The RCMP’s discriminatory treatment of Mr. Tahmoupour denied him the opportunity to complete his training at the Depot and to make his living as an RCMP officer. He must be compensated for the loss of wages that he would have earned. Non-visible minority cadets had a 93% chance of completing training. That justifies some discount from the compensation to be awarded (justifying a 7% discount). A further 1% discount is warranted because the average rate of attrition for regular members during the first 20 years of employment is 1%. No discount is warranted to reflect the chance that Mr. Tahmourpour’s demonstrated weaknesses increased the likelihood that he would not graduate, because it is not possible to know to what extent his weaknesses were caused by discriminatory treatment. It is necessary to take into account Mr. Tahmourpour’s obligation to mitigate his losses. Mr. Tahmourpour did not make sufficient efforts to minimize his losses from the time he left the Depot until the commencement of the hearing. However, from 2000 to 2002, it was difficult for him to work because of the psychological impact of his experiences at the Depot, and because of the time necessarily spent by him on his complaint. On that basis, the grace period was established at 2 years and 12 weeks. However, Mr. Tahmourpour could have been gainfully employed after that time. (emphasis added)

[47] As I understand the Tribunal’s decision, there were no other facts that were taken into account in determining the amount of the monetary compensation awarded to Mr. Tahmourpour. I am unable to discern from the Tribunal’s decision why the Tribunal chose, as the end point of the second time period, the date on which Mr. Tahmourpour accepts or rejects an offer of re-enrolment, as opposed to an earlier fixed date. I agree with the judge that the Tribunal did not put its mind to the question of when, after the end of the grace period, the discrimination suffered by Mr. Tahmourpour ceased to have an effect on his income earning capacity. In the absence of an explanation from the Tribunal, that part of the Tribunal’s award providing for the top-up cannot be found to be reasonable. (emphasis added)

[48] As there is one ground of appeal on which I agree with the judge, a question arises as to whether the remedy ordered by the judge (that the matter be returned to the Tribunal for rehearing) should be permitted to stand. In my view, the question as to what cap or other limitation should be placed on the top-up is a question that must be answered by the Tribunal. Therefore, I would return this matter to the Tribunal only for the purpose of considering the imposition of a cap or limitation on the top-up. (emphasis added)

To do »
A) In the passage on the RCMP compensation ruling, list every percentage figure along with what each one refers to.
B) Pick up the passage on the RCMP compensation ruling after its final sentence and continue it.

Source data »
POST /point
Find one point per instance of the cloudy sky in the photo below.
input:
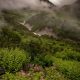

Response list »
A)
- 93%: the chance that non-visible minority cadets had of completing training
- 7%: the discount from the compensation that this completion rate justifies
- 1%: a further discount from the compensation
- 1%: the average rate of attrition for regular members during the first 20 years of employment, which warrants that further discount

B)
Judicial Review by the Federal Court

[84] Next, the applicant (RCMP) submits that there ought to have been a cap on the lost wages award in the order of two years. The applicant relies on the decisions of the Canadian Human Rights Review Tribunal and the Federal Court of Appeal in Morgan v. Canada (Canadian Armed forces), [1990] C.H.R.D. No. 10 (QL); rev’d [1992] 2 F.C. 401 (C.A.).

[85] In Morgan, Mr. Morgan was found to have been denied a position of employment with the Canadian Armed Forces by the discriminatory action of the Forces, as opposed to merely losing an opportunity for employment. A majority of the Review Tribunal held that when an order of reinstatement is made, compensation ought to continue until there is compliance with the order. The Federal Court of Appeal disagreed. It found that the Review Tribunal erred in failing to establish a cap or cut-off point for the compensation period independent of the reinstatement order. The Court endorsed the observation of the minority member of the Review Tribunal that the duration of the compensatory period need not coincide with re-instatement whenever it may occur and held that the majority erred in failing to establish that cap. … (emphasis added)

[86] The minority member, whose decision the Court of Appeal accepted, held that the Armed Forces ought reasonably to have foreseen the consequences of its discriminatory acts as extending for a period of some three and one-half years.

[87] In this case, the Tribunal made no assessment of any cut-off period, nor did it engage in any analysis as to whether the period could reasonably extend to the date of the decision, which was some eight and one-half years after the termination of his cadet contract.

[88] In failing to engage in any analysis the Tribunal erred in law. The damages awarded under the Act cannot run forever and, as the Court of Appeal observed in Morgan, common sense requires that some limits be placed upon liability for the consequences flowing from an act [discrimination].

[91] I find that the Tribunal: … (iv) erred in awarding lost wages to the date of reinstatement in a training program having engaged in no analysis as to whether that period could reasonably extend to that date.

IV. Extracts from the Decision of the Tribunal

[7] I have carefully reviewed the decision of the Tribunal, in particular the following extracts:

Should compensation for lost wages be provided to Mr. Tahmourpour for the loss of the opportunity to complete training that was caused by the RCMP’s discriminatory conduct?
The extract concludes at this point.